* _Task details_: Output every line below exactly.

BEGIN Exercise data

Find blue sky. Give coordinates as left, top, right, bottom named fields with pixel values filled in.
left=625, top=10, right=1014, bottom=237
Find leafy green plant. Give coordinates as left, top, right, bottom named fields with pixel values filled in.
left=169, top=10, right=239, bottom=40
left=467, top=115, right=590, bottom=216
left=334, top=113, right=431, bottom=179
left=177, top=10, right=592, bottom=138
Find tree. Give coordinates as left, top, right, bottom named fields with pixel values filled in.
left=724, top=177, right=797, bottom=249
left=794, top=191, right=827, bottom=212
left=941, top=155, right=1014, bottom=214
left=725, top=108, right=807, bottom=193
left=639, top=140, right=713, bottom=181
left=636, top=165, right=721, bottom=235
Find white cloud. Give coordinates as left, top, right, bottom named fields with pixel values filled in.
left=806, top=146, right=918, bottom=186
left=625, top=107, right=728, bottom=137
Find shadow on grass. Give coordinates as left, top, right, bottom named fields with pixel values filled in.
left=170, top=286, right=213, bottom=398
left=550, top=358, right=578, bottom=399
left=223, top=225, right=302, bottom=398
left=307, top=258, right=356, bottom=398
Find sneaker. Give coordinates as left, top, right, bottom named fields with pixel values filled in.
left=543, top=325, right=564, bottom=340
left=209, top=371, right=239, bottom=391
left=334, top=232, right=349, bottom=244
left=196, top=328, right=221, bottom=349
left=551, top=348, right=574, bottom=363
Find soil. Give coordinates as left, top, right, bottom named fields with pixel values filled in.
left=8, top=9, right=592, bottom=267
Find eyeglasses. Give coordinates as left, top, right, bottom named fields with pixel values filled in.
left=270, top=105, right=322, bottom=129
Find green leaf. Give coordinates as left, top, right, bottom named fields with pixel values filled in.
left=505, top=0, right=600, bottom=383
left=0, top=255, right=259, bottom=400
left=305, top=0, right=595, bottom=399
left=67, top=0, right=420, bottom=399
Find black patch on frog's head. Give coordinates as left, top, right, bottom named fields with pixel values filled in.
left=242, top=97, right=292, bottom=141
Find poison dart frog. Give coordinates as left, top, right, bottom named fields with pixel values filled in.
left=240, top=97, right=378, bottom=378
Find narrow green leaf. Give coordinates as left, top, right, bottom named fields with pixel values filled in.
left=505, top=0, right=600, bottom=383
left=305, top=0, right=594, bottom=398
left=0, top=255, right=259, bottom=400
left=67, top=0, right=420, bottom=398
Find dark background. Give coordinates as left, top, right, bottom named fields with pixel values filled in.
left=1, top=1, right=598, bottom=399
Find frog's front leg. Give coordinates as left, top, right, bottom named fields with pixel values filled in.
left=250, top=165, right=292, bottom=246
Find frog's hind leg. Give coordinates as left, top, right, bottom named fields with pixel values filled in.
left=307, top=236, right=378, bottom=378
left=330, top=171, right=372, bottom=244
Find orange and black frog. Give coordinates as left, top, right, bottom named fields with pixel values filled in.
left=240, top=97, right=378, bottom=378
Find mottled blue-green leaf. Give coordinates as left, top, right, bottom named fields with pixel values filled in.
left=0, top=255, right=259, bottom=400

END Exercise data

* _Task output_:
Find blue sky. Give coordinates as left, top, right, bottom named fields with pixel values filled in.
left=625, top=10, right=1014, bottom=237
Find leafy green plant. Give coordinates as left, top, right, bottom named fields with pixel values filled in.
left=169, top=10, right=239, bottom=40
left=467, top=115, right=590, bottom=216
left=334, top=113, right=431, bottom=179
left=177, top=10, right=592, bottom=138
Find tree. Give coordinates as left, top, right, bottom named fields with pixel values filled in.
left=724, top=177, right=797, bottom=249
left=794, top=191, right=827, bottom=212
left=941, top=155, right=1014, bottom=214
left=725, top=108, right=807, bottom=193
left=639, top=140, right=713, bottom=181
left=636, top=165, right=721, bottom=235
Find white cloud. Give coordinates as left, top, right, bottom named fields with pixel values filled in.
left=806, top=146, right=918, bottom=186
left=625, top=107, right=728, bottom=137
Find shadow on grass. Give coordinates as left, top, right, bottom named fields with pixel values filled in.
left=170, top=286, right=213, bottom=398
left=550, top=358, right=578, bottom=399
left=223, top=225, right=302, bottom=398
left=307, top=258, right=356, bottom=398
Find sneaker. Give coordinates as left, top, right, bottom named fields with pixel values filled in.
left=543, top=325, right=564, bottom=340
left=209, top=371, right=239, bottom=391
left=334, top=232, right=349, bottom=244
left=196, top=328, right=221, bottom=349
left=551, top=348, right=574, bottom=363
Find soil. Give coordinates as left, top, right, bottom named fields with pixel values filled in.
left=8, top=9, right=592, bottom=267
Find eyeglasses. Give coordinates as left, top, right, bottom named fields with pixel values filled in.
left=270, top=105, right=322, bottom=129
Find green leaf. Give coordinates as left, top, right, bottom named fields with pixel values filled in.
left=505, top=0, right=600, bottom=383
left=0, top=255, right=259, bottom=400
left=305, top=0, right=595, bottom=399
left=67, top=0, right=420, bottom=399
Find black patch on frog's head. Give coordinates as left, top, right, bottom named fields with pixel values filled in.
left=242, top=97, right=292, bottom=141
Find poison dart frog. Give coordinates as left, top, right, bottom named fields with pixel values filled in.
left=240, top=97, right=378, bottom=378
Find narrow green leaf. Give coordinates as left, top, right, bottom named fields with pixel values filled in.
left=505, top=0, right=600, bottom=383
left=305, top=0, right=594, bottom=398
left=0, top=255, right=259, bottom=400
left=67, top=0, right=420, bottom=398
Find dark background. Give coordinates as left, top, right, bottom named fields with pixel values filled in.
left=1, top=1, right=598, bottom=399
Find frog's front leg. Give coordinates as left, top, right, bottom named fields with pixel values filled in.
left=250, top=165, right=292, bottom=246
Find frog's hind leg. Give coordinates as left, top, right, bottom named fields with pixel values filled in.
left=307, top=236, right=378, bottom=378
left=330, top=171, right=372, bottom=244
Find orange and black frog. Give coordinates as left, top, right, bottom named fields with pixel values filled in.
left=240, top=97, right=378, bottom=378
Find mottled blue-green leaf. Give coordinates as left, top, right, bottom named fields with pixel values filled in.
left=0, top=255, right=259, bottom=400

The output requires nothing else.